>> begin Text passage

Chapter 3: Data Distribution

Normal Distribution

Overview

The normal distribution, also known as the Gaussian distribution, is characterized by:

Symmetrical bell-shaped curve
Total area under the curve equals 1
The curve never reaches zero
Defined by two parameters: mean (μ) and standard deviation (σ)

Key Properties

Standard Normal Distribution
- Mean = 0
- Standard deviation = 1
Areas under the Normal Distribution
- 68% of data falls within 1 standard deviation
- 95% of data falls within 2 standard deviations
- 99.7% of data falls within 3 standard deviations

Working with Normal Distributions in Python

from scipy.stats import norm

# Example using women's heights
# Mean = 161 cm, Standard deviation = 7 cm

# Calculate probability of being shorter than 154 cm
prob_shorter = norm.cdf(154, 161, 7)  # Returns 0.158655 (about 16%)

# Calculate probability of being taller than 154 cm
prob_taller = 1 - norm.cdf(154, 161, 7)  # Returns 0.841345 (about 84%)

# Calculate probability of height between 154-157 cm
prob_between = norm.cdf(157, 161, 7) - norm.cdf(154, 161, 7)  # Returns 0.1252

# Find height threshold where 90% of women are shorter
height_90th = norm.ppf(0.9, 161, 7)  # Returns 169.97086

# Generate random heights
random_heights = norm.rvs(161, 7, size=10)

>> end Text passage

Work instructions
a: According to the normal distribution chapter, what percentage of data falls within 2 standard deviations of the mean?
b: Continue the normal distribution chapter from the point where it stops.

>> begin Records shown

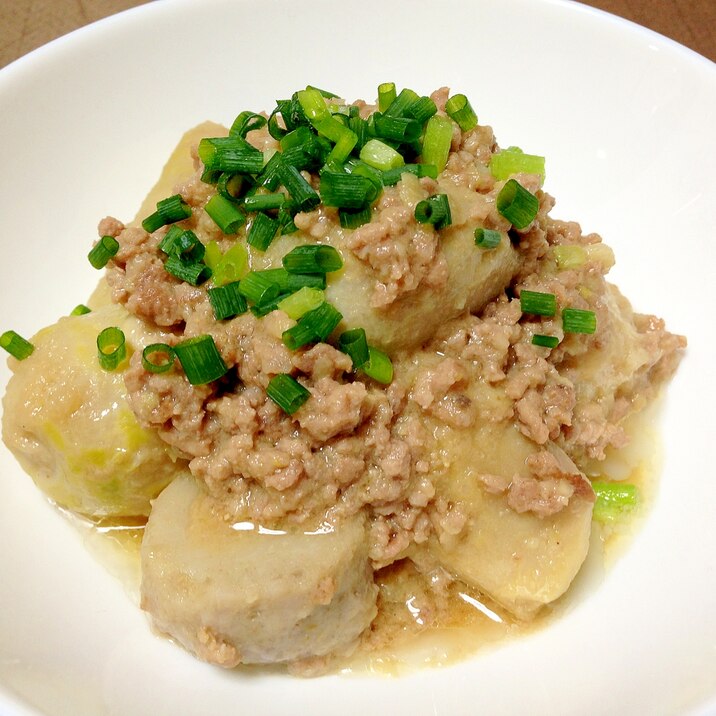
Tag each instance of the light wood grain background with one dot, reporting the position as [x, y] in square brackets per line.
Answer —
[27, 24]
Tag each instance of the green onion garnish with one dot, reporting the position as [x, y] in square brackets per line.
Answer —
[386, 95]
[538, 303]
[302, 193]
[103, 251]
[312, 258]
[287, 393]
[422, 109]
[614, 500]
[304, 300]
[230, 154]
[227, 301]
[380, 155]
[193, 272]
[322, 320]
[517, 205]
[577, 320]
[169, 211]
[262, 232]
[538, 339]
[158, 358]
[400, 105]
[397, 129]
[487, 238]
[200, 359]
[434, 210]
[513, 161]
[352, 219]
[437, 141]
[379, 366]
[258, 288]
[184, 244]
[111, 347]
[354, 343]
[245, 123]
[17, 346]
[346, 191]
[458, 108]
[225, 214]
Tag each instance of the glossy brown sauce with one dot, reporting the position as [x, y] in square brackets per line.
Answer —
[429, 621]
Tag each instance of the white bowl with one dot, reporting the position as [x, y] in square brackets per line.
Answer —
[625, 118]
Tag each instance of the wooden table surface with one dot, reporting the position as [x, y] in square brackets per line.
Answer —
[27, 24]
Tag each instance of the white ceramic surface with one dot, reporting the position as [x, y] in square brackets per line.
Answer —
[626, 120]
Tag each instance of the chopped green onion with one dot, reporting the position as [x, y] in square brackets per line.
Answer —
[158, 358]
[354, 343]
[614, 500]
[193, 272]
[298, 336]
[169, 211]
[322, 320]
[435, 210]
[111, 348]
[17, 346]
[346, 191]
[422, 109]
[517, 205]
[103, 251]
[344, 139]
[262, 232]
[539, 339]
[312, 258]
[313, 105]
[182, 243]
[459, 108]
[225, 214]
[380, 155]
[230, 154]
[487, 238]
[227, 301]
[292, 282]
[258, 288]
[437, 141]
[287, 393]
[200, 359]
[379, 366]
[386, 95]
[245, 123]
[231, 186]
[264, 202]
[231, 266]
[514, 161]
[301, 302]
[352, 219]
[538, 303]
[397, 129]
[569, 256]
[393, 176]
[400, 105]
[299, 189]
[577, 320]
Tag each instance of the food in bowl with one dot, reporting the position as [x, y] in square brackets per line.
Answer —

>> end Records shown

Responses for each task
a: 95%

b:
Central Limit Theorem (CLT)

Overview

The Central Limit Theorem states that the sampling distribution of a statistic becomes closer to the normal distribution as the number of trials increases.

Requirements

Samples should be random and independent

Implementation Example

import pandas as pd
import numpy as np

# Create a die
die = pd.Series([1, 2, 3, 4, 5, 6])

# Function to generate sample means
def generate_sample_means(n_samples, sample_size):
    sample_means = []
    for i in range(n_samples):
        sample_means.append(np.mean(die.sample(sample_size, replace=True)))
    return sample_means

# Generate different numbers of sample means
sample_means_100 = generate_sample_means(100, 5)
sample_means_1000 = generate_sample_means(1000, 5)

Poisson Distribution

Overview

The Poisson distribution models the probability of events occurring over a fixed period when these events appear to happen at a certain rate but completely at random.

Key Concepts

Lambda (λ) represents the average number of events per time interval
The distribution peaks at lambda
Applicable to various scenarios like:
Animal shelter adoptions
Restaurant customer arrivals
Earthquake occurrences

Python Implementation

from scipy.stats import poisson

# Example: Average adoptions per week = 8
lambda_param = 8

# Probability of exactly 5 adoptions
prob_exact = poisson.pmf(5, lambda_param)  # Returns 0.09160366

# Probability of 5 or fewer adoptions
prob_less_equal = poisson.cdf(5, lambda_param)  # Returns 0.1912361

# Probability of more than 5 adoptions
prob_greater = 1 - poisson.cdf(5, lambda_param)  # Returns 0.8087639

# Generate random samples
random_samples = poisson.rvs(lambda_param, size=10)

Exponential Distribution

Overview

The exponential distribution models the probability of time between Poisson events.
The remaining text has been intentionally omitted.